### Task requirements:
Scan the entries and state how many lines contain "engine". Write no other text.

### Stored items:
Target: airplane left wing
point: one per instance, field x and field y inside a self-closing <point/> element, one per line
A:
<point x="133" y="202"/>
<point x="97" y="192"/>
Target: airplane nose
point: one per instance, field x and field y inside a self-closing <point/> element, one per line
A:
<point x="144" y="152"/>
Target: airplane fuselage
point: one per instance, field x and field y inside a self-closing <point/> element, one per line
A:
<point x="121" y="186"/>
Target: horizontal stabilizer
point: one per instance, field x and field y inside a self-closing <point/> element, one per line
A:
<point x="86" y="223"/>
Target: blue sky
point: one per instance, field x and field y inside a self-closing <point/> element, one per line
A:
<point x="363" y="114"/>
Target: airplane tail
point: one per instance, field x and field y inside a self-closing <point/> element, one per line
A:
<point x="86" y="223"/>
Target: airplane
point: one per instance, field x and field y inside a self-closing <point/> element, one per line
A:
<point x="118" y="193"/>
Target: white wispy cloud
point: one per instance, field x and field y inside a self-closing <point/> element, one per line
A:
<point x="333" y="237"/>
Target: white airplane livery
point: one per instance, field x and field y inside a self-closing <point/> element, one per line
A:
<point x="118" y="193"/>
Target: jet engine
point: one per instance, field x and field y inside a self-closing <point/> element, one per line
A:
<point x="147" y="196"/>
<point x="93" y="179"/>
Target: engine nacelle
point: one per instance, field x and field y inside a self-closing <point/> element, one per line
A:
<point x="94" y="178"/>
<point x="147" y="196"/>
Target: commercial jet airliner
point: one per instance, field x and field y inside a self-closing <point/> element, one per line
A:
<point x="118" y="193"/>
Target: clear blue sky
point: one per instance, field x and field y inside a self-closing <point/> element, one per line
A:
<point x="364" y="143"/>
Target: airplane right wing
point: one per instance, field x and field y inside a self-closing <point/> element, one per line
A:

### Task answer:
2